Он, видите-ли, совсем не хотел и не хочет шестой год длить войну, он пожалел Россию, — увидал всюду «трупы и дезорганизацию» и волей-неволей взял власть в свои руки, правда, «неуклюжие, кровавые», но единственно подходящие для России и это империализм «ввергает ее в целый ряд субсидированных нападений и восстаний», а он решительно ни на кого не нападает, он против восстаний и субсидий (и особенно для некоторых английских газет)!
Но нет, г. Уэллс, дело было все-таки не совсем так: Ленины целую неделю громили Москву из пушек руками русских Каинов и пленных немцев, Ленины бешено клялись, захватывая власть: «наша победа уже не даст подлой буржуазии сорвать Учредительное собрание, навсегда обеспечит вам мир, хлеб, свободу!» — и это Ленины штыками разогнали это самое Собрание, это они, вместо мира, стали, тотчас же после захвата власти, «ковать» красную армию «на бой со всем буржуазным миром до победного конца», это Ленины задушили в России малейшее свободное дыхание, они увеличили число русских трупов в сотни тысяч раз, они превратили лужи крови в моря крови, а богатейшую в мире страну народа пусть темного, зыбкого, но все же великого, давшего на всех поприщах истинных гениев не меньше Англии, сделали голым погостом, юдолью смерти, слез, зубовного скрежета; это они затопили весь этот погост тысячами «подавляющих оппозицию» чрезвычаек, даже, кровавее которых мир еще не знал институтов, это они, которым вы дерзаете противопоставлять «разбойников» Деникина и Врангеля, целых три года дробят черепа русской интеллигенции, они заточили в ногайский плен великих Павловых, это от них бежали все имевшие возможность бежать, — ум, совесть, честь России, — это благодаря им тщетно вопил к христианской Европе покойный Андреев: «Спасите наши души!» — это при их ханской ставке из всех русских писателей осталось почти одно отребье их да ваш «приятель», скупающий на казенные деньги полуживые души и голодные животы русских интеллигентов для этой подлой комедии с «энциклопедией» — в стране, несчастные, оплеванные, раздавленные сыны которой, точно выходцы загробного мира, дивятся вам, даже пугаются вас, «свободный, независимый» Уэллс, грозящий буржуазному миру, как и я когда-то грозил «господам из С<ан>-Франциско»: «Горе тебе, Вавилон, город крепкий!» — и не понимающий, что на этой бедной земле все-таки все познается, увы, по сравнению.

> Задание: Извлеките из цитируемого текста без изменений фрагмент, который начинается со слов «Он, видите-ли, совсем» и заканчивается словами «некоторых английских газет)!».

> Исходные данные:
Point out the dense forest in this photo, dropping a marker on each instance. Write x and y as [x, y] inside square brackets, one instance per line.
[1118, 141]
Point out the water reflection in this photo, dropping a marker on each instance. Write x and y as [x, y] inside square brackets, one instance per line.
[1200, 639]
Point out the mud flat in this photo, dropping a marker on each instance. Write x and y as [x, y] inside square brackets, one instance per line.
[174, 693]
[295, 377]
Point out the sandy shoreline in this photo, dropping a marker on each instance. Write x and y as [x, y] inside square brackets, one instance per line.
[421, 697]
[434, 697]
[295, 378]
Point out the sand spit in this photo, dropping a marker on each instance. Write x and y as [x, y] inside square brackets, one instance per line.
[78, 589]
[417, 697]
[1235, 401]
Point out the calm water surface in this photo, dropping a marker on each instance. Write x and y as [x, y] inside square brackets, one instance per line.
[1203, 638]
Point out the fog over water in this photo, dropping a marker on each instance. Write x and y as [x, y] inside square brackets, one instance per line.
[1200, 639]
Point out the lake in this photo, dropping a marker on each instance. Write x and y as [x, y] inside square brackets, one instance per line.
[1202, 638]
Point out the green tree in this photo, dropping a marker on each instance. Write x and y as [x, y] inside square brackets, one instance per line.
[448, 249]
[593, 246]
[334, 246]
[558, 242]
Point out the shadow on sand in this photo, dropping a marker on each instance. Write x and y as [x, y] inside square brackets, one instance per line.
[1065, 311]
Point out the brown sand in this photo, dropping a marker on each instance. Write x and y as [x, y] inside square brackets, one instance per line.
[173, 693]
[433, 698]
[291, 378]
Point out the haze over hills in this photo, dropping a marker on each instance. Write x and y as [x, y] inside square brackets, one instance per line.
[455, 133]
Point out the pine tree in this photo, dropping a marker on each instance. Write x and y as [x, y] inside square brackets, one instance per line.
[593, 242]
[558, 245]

> Ответ:
Он, видите-ли, совсем не хотел и не хочет шестой год длить войну, он пожалел Россию, — увидал всюду «трупы и дезорганизацию» и волей-неволей взял власть в свои руки, правда, «неуклюжие, кровавые», но единственно подходящие для России и это империализм «ввергает ее в целый ряд субсидированных нападений и восстаний», а он решительно ни на кого не нападает, он против восстаний и субсидий (и особенно для некоторых английских газет)!